- **Objective A**
Reproduce the entries below verbatim, starting at the line that contains "One point marks each instance of the green" and continuing through the final entry, with both ends included. Omit any pictures from your copy.

- **Text provided**
[Start]
Hate that Cat by Sharon Creech, 125 pp, RL 4
Published in 2008, Hate That Cat finds Jack a year older and Miss Stretchberry teaching a new grade - his! I didn't think that Sharon Creech could add to or improve upon Love That Dog, but she does, and how. Adding layers to Jack's story, Creech includes more poetry, poetic terminology, verse novels and, once again, Mr. Walter Dean Myers! As Jack, committed cat hater, writes after learning that Mr Myers owns a cat and that his grown son, Christopher Myers has written a book called Black Cat,
I felt like
Mr Walter Dean Myers'
whole family
must be in my brain.
Creech also introduces the character of Uncle Bill, a college professor who, besides being allergic to cats, has opinions about poetry and William Carlos Williams, specifically.
Uncle Bill says Mr WCW
is a "minor poet"
and
a "foe poet"
(later my dad explained
he meant faux
which means "fake")
and I said
"what about the
'so much depends upon'
poem
and the plum poems?
(which are stuck in my head
and I can say them from memory)
and Uncle Bill said
"Tuh! Overrated, highly
overrated!"
But, Uncle Bill is the least of Jack's worries. As he continues to expand and improve as a poet (in Hate That Cat Jack's poems are included in the back of the book with others by the likes of TS Eliot, Edgar Allan Poe and Tennyson) he begins to think more about words and for a very specific reason that becomes clear as the story unfolds.
OCTOBER 12
Something I have been wondering:
if you cannot hear
do words have no sounds
in your head?
Do you see
a
silent
movie?
Jack's mother and her deafness become an important plot thread in Hate That Cat, adding yet another layer of thought and understanding to the crafting of poems. There are cats in this book, but for me they took a backseat to the other things going on in Jack's life. Once again, I was moved and amazed at the way Creech can create such vivid characters and such a profound story with so few words. I was excited by the new ideas, poets and poems that influenced Jack's work and once again grateful to Creech for letting young readers know, through Jack and his poems, that it is perfectly acceptable to write in the style of poets you admire. I am going to end this review with a poem of Jack's to Miss Stretchberry, which also happens to be the exact sentiments I would express to Ms Creech if I were to write her a poem.
[End]
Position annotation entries
[Start]
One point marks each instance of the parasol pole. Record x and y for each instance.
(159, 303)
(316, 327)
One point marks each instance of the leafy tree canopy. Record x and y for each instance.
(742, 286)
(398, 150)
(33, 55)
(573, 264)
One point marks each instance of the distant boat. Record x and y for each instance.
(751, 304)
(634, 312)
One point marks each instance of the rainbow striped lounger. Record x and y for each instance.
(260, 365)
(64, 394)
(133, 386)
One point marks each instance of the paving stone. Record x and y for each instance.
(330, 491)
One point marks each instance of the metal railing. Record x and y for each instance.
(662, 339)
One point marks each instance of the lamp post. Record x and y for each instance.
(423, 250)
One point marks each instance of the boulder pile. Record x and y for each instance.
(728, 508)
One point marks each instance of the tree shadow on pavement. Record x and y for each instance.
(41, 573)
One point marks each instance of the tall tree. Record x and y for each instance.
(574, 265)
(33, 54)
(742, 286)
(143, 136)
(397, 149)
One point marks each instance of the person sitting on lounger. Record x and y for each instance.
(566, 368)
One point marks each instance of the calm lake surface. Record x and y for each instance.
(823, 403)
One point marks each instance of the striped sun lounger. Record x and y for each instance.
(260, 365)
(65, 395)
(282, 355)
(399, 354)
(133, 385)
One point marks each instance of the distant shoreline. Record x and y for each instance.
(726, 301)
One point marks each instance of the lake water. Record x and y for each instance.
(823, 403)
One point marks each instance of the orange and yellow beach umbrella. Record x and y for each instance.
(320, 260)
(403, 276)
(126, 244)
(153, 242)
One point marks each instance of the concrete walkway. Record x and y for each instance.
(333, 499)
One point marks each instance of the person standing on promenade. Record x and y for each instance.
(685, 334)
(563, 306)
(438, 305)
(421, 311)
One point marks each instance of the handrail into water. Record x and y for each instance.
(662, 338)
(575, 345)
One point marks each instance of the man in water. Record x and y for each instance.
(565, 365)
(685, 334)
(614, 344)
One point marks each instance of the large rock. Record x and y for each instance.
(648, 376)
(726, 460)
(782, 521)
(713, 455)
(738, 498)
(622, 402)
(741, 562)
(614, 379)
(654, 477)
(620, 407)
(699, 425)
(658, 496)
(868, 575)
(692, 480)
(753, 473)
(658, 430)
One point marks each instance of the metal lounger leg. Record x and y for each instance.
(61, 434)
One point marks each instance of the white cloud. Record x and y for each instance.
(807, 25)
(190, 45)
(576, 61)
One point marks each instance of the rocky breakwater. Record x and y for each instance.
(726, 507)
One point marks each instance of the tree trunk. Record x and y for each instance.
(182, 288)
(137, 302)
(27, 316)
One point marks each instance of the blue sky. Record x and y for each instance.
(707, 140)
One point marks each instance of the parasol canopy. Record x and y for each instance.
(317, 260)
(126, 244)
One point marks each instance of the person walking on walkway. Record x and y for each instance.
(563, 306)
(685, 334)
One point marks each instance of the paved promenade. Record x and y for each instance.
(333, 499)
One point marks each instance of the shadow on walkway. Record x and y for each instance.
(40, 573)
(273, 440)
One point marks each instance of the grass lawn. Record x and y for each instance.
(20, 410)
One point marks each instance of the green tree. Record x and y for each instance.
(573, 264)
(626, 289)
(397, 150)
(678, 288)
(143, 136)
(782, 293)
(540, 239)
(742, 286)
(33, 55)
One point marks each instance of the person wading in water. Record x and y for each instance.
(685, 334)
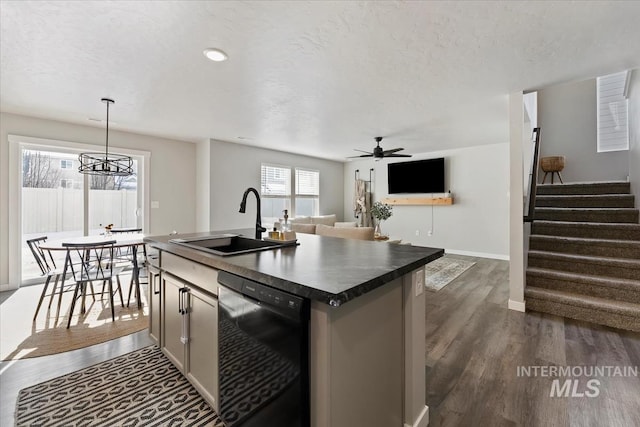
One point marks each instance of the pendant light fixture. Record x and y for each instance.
(105, 164)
[End]
- **Objective B**
Answer these questions using the review of Hate That Cat:
(i) In what year was Hate That Cat published?
(ii) What is Uncle Bill's profession?
(iii) What is the title of the book written by Christopher Myers?

- **Exercise response A**
One point marks each instance of the green tree. Record x and y for each instance.
(573, 264)
(626, 289)
(397, 150)
(678, 288)
(143, 136)
(782, 293)
(540, 239)
(742, 286)
(33, 55)
One point marks each instance of the person wading in water. Record x and y for each instance.
(685, 334)
One point marks each instance of the pendant light fixture. Record x and y for each instance.
(105, 164)

- **Exercise response B**
(i) 2008
(ii) College professor
(iii) Black Cat